**TASK ITEM A**
Echo the passage of the Tony Robinson interview from "I came to the" to "this age group?", word for word.
**TASK ITEM B**
In the Tony Robinson interview, what is the title of the documentary he made for Channel 4?

**DOCUMENT EXCERPT**
- - - - -
Tony's tips for good mental health
Overcoming challenges There are certain things we can all do to keep mentally resilient as we age, says actor, presenter, author and campaigner, Tony Robinson.
Have you had any experience of mental health issues with older members of your own family?
Both my mum and my dad had some kind of dementia — and I spent so much time surrounded by the failures of the care system, the ignorance of what the disease was, the exhaustion of the carers and lack of funding that I became crosser and crosser. I made a documentary for Channel 4 called Me and My Mum about my experience of caring for my mum at the end of her life. After that I received so many letters from people in similar positions outlining the frustration and fury they felt.
What was the outcome?
I came to the conclusion that there was a kind of madness in our country, where we talked about the very young, those at school, apprenticeships, universities, and buying houses... but we simply weren't interested in people over the age of 65 who we defined as 'elderly'.
Is anxiety and depression also an issue among this age group?
That's certainly true. When you get older, it's more likely that you'll be less mobile, so you won't be able to get out as much or see as much of your relatives as you'd like. You start losing friends. Your sight might not be so good so you can't read as well or watch the telly. There are good reasons why your depression is likely to be aggravated by the situation you find yourself in. I think society needs to be much more aware of those pitfalls.
Is being socially active a good way to keep mentally resilient?
I think that's absolutely right. But, of course, a lot of older people can't be socially active on their own — they require assistance when it comes to finding out where activities are taking place or organising transport. Realistically, we need to take much more responsibility than we often do for the mental health of the older people we love. Now they may well say: 'I don't want to do that.' And that's their human right. That doesn't mean we should stop trying.
Is mental health still a taboo subject?
I wouldn't say it's taboo. But people don't like to talk about it because they see it as a series of intransigent problems which they're not going to be able to deal with. And they're frightened of it. We've all heard the mantra: 'Don't let me get like that'. But we are all going to have to face up to the scourge of death, and it's in our own self-interest to make things better for the generation above ours, so that our generation will have a better older age, too.
- - - - -
**INFORMATION SUPPLIED**
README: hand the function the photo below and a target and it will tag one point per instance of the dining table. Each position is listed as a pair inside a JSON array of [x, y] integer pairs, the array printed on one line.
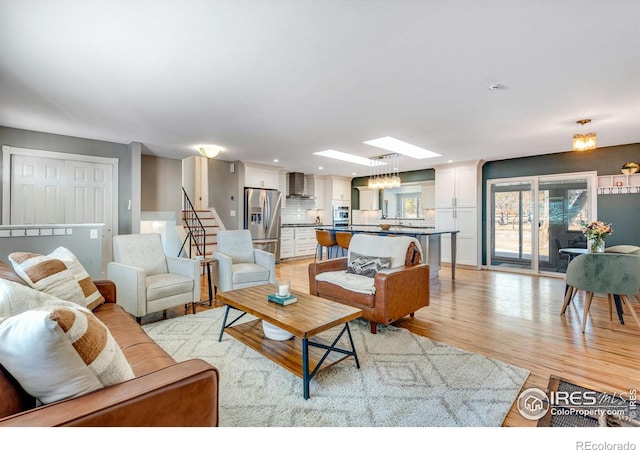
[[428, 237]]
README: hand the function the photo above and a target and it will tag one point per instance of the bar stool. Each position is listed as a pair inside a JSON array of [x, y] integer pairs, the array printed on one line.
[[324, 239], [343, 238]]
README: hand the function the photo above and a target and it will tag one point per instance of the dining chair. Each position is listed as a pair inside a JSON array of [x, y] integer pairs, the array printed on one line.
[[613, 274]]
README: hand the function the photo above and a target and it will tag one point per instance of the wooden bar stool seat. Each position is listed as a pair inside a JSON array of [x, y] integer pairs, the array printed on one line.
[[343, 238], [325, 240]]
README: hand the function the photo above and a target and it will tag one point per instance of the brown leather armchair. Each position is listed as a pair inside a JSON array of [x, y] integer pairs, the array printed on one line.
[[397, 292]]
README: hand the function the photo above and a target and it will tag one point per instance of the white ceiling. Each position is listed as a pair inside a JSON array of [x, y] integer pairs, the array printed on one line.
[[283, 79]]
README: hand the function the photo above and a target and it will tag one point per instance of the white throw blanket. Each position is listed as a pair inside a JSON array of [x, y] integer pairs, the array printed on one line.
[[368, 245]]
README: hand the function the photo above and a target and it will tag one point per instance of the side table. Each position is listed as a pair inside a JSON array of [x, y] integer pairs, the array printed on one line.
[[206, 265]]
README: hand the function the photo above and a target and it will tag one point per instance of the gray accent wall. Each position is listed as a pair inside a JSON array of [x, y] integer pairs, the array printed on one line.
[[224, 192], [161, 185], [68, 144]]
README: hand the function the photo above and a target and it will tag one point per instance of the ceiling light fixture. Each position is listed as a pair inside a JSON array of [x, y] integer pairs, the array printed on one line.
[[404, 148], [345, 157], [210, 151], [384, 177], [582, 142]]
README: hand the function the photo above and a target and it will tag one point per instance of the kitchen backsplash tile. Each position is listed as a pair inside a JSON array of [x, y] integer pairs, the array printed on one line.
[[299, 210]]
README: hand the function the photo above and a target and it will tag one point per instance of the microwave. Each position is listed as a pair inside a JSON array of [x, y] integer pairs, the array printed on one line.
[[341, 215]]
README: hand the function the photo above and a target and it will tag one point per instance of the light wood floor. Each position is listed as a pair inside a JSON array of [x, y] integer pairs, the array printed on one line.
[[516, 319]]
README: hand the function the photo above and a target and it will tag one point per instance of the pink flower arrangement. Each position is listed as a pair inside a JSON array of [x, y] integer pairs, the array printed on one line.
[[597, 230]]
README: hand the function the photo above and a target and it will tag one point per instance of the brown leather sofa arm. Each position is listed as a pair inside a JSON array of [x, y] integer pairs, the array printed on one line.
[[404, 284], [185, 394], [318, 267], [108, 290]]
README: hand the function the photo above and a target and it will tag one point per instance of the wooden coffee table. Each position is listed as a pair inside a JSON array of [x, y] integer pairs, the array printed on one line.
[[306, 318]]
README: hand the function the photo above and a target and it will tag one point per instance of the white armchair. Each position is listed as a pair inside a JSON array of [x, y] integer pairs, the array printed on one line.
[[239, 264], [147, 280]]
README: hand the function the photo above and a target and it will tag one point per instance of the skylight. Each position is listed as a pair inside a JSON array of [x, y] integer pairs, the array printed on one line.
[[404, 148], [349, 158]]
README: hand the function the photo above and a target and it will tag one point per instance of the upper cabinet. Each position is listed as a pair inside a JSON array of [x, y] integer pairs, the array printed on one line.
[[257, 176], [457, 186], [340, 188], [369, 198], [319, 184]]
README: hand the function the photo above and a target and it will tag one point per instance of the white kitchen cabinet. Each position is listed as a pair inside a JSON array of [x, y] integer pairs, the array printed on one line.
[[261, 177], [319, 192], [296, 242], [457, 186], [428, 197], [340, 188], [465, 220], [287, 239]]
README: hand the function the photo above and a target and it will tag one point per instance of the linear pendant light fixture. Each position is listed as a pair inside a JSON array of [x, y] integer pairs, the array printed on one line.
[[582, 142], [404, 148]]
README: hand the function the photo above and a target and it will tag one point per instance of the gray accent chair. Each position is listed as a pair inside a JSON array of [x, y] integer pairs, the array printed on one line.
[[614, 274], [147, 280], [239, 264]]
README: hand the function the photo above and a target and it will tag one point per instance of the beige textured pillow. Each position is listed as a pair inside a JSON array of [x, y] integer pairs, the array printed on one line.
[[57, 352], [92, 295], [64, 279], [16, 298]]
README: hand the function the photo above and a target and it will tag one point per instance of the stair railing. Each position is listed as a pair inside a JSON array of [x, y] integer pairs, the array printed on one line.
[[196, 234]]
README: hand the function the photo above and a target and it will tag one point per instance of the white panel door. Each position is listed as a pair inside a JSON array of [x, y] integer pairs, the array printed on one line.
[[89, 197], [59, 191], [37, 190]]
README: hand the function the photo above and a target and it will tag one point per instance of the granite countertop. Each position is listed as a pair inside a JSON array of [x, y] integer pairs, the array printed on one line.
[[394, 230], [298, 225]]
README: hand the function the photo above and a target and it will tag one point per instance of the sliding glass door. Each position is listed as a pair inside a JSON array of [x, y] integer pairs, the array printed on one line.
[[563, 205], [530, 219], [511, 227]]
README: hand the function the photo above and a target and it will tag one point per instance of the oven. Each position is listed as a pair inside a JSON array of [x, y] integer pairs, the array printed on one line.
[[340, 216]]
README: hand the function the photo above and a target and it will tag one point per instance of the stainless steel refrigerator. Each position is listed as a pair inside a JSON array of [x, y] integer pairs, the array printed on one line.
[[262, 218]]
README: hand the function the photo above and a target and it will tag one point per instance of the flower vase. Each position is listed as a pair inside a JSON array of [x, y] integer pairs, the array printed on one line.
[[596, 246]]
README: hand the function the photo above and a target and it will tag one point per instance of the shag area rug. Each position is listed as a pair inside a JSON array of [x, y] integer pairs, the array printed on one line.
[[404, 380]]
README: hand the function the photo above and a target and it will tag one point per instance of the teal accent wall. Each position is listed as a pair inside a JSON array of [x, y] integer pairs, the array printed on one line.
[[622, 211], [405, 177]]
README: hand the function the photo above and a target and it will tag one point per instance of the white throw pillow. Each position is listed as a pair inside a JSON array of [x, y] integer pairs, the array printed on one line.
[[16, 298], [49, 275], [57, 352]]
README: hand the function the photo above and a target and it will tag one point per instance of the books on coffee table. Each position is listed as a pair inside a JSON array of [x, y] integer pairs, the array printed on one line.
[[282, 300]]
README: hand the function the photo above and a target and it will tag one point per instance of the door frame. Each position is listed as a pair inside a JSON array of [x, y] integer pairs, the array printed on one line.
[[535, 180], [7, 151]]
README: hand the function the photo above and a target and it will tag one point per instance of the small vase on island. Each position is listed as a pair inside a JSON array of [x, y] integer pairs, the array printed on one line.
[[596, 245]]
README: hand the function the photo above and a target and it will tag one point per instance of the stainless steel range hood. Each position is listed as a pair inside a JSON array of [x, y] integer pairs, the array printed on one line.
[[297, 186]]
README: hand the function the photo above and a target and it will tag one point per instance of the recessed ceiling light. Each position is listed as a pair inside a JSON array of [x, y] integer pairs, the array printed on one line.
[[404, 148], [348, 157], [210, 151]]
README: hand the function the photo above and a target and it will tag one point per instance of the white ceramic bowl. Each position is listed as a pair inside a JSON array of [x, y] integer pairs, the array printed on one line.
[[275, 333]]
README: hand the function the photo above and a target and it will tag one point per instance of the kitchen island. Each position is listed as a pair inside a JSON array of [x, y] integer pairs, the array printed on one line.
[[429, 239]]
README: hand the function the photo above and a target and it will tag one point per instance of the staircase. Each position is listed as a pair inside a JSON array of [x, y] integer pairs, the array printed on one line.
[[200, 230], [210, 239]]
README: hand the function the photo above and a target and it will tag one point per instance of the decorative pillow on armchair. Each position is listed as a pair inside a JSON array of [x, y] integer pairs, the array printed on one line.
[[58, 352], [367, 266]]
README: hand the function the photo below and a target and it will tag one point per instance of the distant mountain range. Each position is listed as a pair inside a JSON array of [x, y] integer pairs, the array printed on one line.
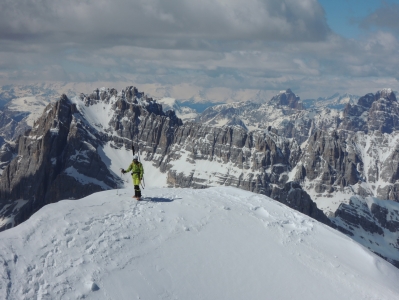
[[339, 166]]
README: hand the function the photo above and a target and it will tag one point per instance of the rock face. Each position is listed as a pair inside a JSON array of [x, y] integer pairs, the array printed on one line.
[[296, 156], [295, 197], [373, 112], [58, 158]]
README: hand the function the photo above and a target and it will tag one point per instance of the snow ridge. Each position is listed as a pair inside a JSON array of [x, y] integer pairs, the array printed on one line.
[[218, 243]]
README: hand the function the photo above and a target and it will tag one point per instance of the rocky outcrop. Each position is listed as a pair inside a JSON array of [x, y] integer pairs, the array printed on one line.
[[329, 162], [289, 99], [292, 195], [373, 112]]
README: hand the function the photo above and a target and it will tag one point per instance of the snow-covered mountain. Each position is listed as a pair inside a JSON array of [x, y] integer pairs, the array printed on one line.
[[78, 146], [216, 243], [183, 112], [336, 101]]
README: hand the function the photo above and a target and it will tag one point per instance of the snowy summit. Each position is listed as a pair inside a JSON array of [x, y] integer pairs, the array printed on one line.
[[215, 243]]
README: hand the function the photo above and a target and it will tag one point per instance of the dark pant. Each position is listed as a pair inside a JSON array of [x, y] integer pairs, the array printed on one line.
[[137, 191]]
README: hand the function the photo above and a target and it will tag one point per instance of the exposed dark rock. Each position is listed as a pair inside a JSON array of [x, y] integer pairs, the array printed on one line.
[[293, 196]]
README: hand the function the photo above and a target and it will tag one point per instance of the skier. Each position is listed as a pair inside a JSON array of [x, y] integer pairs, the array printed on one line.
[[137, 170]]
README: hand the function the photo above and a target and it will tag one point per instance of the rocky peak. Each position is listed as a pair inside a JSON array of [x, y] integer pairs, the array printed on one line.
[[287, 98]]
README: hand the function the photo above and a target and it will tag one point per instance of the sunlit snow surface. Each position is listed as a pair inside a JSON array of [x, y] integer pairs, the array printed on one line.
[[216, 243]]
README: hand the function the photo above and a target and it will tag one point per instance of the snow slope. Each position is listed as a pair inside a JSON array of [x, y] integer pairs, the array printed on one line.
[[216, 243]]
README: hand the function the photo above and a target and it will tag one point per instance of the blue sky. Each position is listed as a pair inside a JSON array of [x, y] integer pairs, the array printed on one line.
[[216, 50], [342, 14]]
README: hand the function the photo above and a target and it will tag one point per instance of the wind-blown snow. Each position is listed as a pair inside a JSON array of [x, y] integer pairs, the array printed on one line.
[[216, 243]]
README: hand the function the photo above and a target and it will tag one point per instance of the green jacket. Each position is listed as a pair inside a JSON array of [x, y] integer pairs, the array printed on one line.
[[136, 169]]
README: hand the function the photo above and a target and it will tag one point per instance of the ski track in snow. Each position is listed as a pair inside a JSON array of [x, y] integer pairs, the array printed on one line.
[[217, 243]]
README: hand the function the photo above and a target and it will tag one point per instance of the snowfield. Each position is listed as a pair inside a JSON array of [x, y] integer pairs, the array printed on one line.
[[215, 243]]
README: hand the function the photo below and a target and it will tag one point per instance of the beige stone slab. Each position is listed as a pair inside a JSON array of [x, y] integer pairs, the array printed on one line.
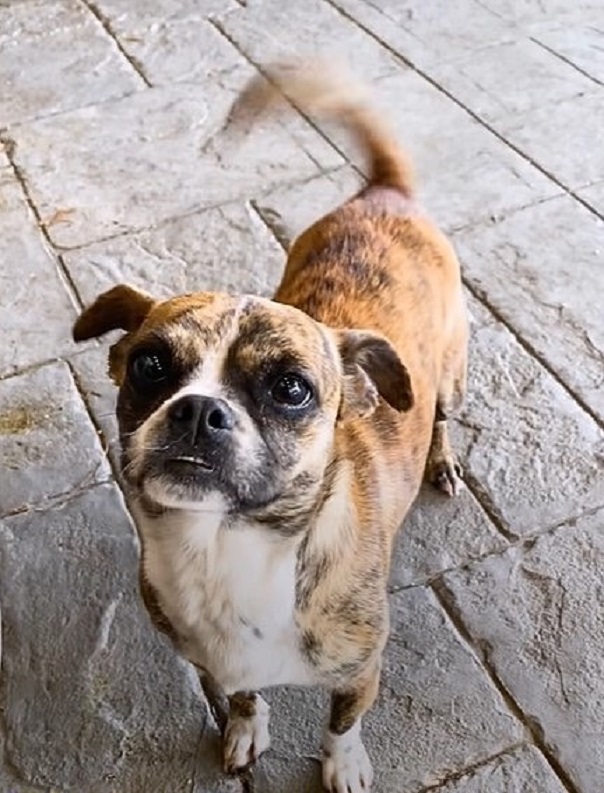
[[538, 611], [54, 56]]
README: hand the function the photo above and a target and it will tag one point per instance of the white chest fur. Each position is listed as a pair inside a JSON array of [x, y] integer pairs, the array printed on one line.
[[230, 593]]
- - - - -
**EXERCISE RESPONSE A**
I came to the conclusion that there was a kind of madness in our country, where we talked about the very young, those at school, apprenticeships, universities, and buying houses... but we simply weren't interested in people over the age of 65 who we defined as 'elderly'.
Is anxiety and depression also an issue among this age group?

**EXERCISE RESPONSE B**
Me and My Mum